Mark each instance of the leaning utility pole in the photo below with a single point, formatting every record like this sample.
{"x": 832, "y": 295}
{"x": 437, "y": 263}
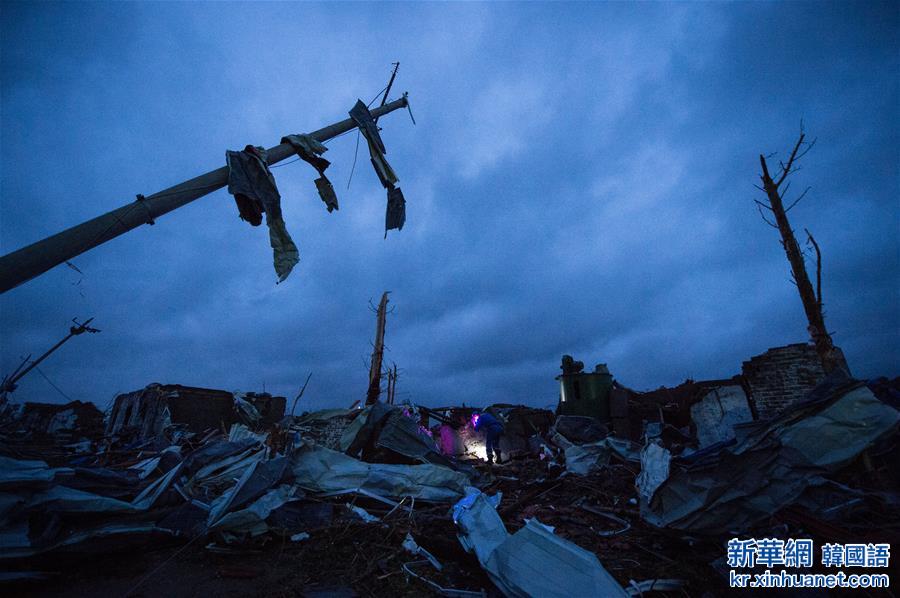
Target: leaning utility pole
{"x": 812, "y": 303}
{"x": 35, "y": 259}
{"x": 9, "y": 382}
{"x": 377, "y": 353}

****

• Exercise directions: Transcribe all of the records above word for word, leaving the pictures out of your answer.

• Correct output:
Mark each instance of the leaning utility pole in the photo below with a single point, formatting every record like this sample.
{"x": 832, "y": 295}
{"x": 437, "y": 263}
Target: leaning utility pole
{"x": 812, "y": 303}
{"x": 35, "y": 259}
{"x": 9, "y": 382}
{"x": 377, "y": 353}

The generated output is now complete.